Extracted text ::
○ ○ ○ ○ ○

How can companies transform the current culture of blame and resistance to
one of learning and increasing safety? Barach & Small (2000) answered
this question with the following three points: (1) by understanding the barriers
and incentives to reporting; (2) by introducing norms that inculcate a learning
and non-punitive safety reporting culture in training programmes and (3) by
reinforcing legal protection for reporters. High risk industries have shown
that implementation of incident reporting systems are essential as they benefit
their organization more than they cost the organization.
A3.3 Disadvantages of confidential reporting systems
Not all companies and safety researchers believe that confidential reporting
systems are necessary. Berman & Collier (1996) criticized confidential
reporting systems by stating that the value of confidentiality or the need
for no-blame system may not be entirely appropriate, where an overemphasis
on confidentiality may hinder companies moving toward an open reporting culture,
as it implies that reporters may need to be protected from management.
In addition, other researchers have stated that confidential systems are
difficult to validate objectively and it can be difficult for management to
accept information from people who wish to remain anonymous (especially managers
who are not committed to human factors reporting). However, without such systems
organizations may miss the genuine concerns of crews (O'Leary, 1995). Other
limitations of confidential reporting systems are described within the following
section.
This section has described some of the ways of collecting detailed information
about accidents and incidents, particularly focusing on confidential reporting
systems. Industries have found that immunity; confidentiality; independent
outsourcing of report collection and analysis by peer experts; rapid meaningful
feedback to reporters and all interested parties; ease of reporting; and sustained
leadership support are important in determining the quality of reports and
the success of incident reporting systems. The following section describes
the steps that need to be taken to implement a confidential reporting system
and some of the pitfalls that can occur.

○ ○ ○ ○ ○

Data excerpt ::
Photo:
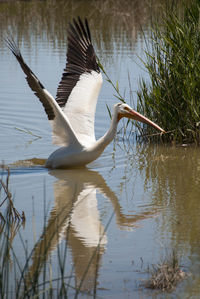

○ ○ ○ ○ ○

What you need to do ::
In the text on confidential safety reporting, translate this sentence into Spanish: "Not all companies and safety researchers believe that confidential reporting systems are necessary." You won't need the listing for this.

Response to this task ::
No todas las empresas ni todos los investigadores de seguridad creen que los sistemas de notificación confidencial sean necesarios.